Texto del documento:
--

Quizá la mejor encarnación de este variopinto
mestizaje sea el café Baraka, regentado por
Qasim, un bilbaíno de 41 años y musulmán
converso. En este local, símbolo de la tranquila Babel de Órgiva, conviven el lugareño feliz
y jubilado de todo, el filósofo errante, el profeta laico con su desierto a cuestas, el hippy
que descubre en un té moruno una nostalgia
perdida en Woodstock. «Aquí a nadie se le
niega la entrada», resume Qasim (Pedro Barrio antes de su conversión).
Pero el café Baraka –donde no se sirve alcohol– es, sobre todo, el sancta sanctórum de
la comunidad musulmana, integrada en su
mayoría por conversos españoles que no solo
decidieron abrazar el islam, sino que ahondaron en su rama espiritual y mística, el sufismo.
Una vida de contemplación y de paz.

--

Datos de la tarea:
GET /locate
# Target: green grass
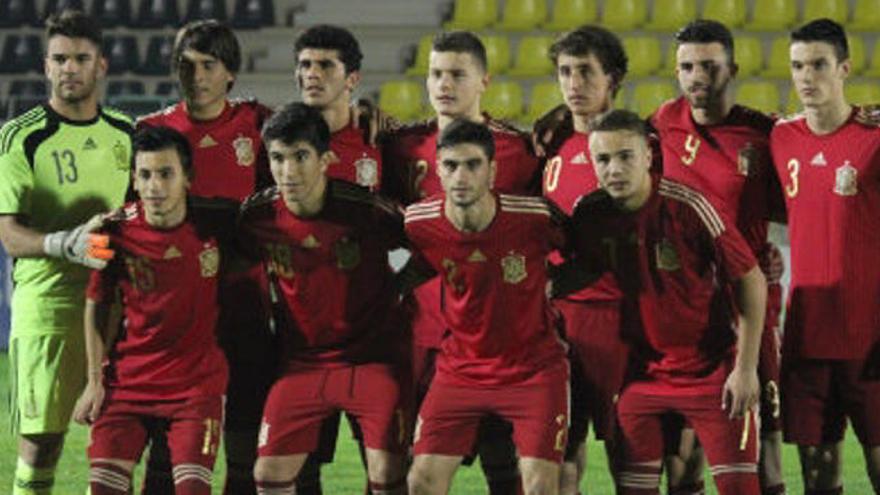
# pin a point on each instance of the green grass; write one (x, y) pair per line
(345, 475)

--

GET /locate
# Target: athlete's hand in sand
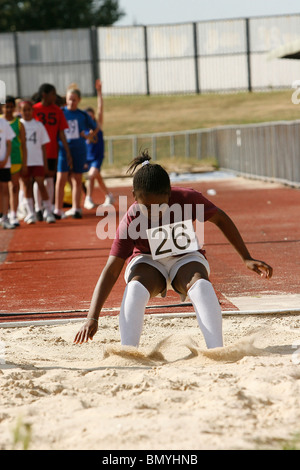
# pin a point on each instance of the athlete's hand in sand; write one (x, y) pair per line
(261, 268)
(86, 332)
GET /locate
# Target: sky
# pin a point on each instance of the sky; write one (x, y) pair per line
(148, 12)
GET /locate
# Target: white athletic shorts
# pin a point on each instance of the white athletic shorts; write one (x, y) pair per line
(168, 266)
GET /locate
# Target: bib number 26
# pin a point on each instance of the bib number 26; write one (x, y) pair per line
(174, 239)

--

Instrucción A: Reproduce sin cambios el pasaje del texto sobre el café Baraka que va desde "Quizá la mejor" hasta "contemplación y de paz.", ambos incluidos.
Instrucción B: Enumera todas las líneas del listado que contienen la cadena "athlete" y cópialas sin modificarlas.
El texto y el listado no guardan ninguna relación entre sí.

Respuesta A:
Quizá la mejor encarnación de este variopinto
mestizaje sea el café Baraka, regentado por
Qasim, un bilbaíno de 41 años y musulmán
converso. En este local, símbolo de la tranquila Babel de Órgiva, conviven el lugareño feliz
y jubilado de todo, el filósofo errante, el profeta laico con su desierto a cuestas, el hippy
que descubre en un té moruno una nostalgia
perdida en Woodstock. «Aquí a nadie se le
niega la entrada», resume Qasim (Pedro Barrio antes de su conversión).
Pero el café Baraka –donde no se sirve alcohol– es, sobre todo, el sancta sanctórum de
la comunidad musulmana, integrada en su
mayoría por conversos españoles que no solo
decidieron abrazar el islam, sino que ahondaron en su rama espiritual y mística, el sufismo.
Una vida de contemplación y de paz.

Respuesta B:
# Target: athlete's hand in sand
# pin a point on each instance of the athlete's hand in sand; write one (x, y) pair per line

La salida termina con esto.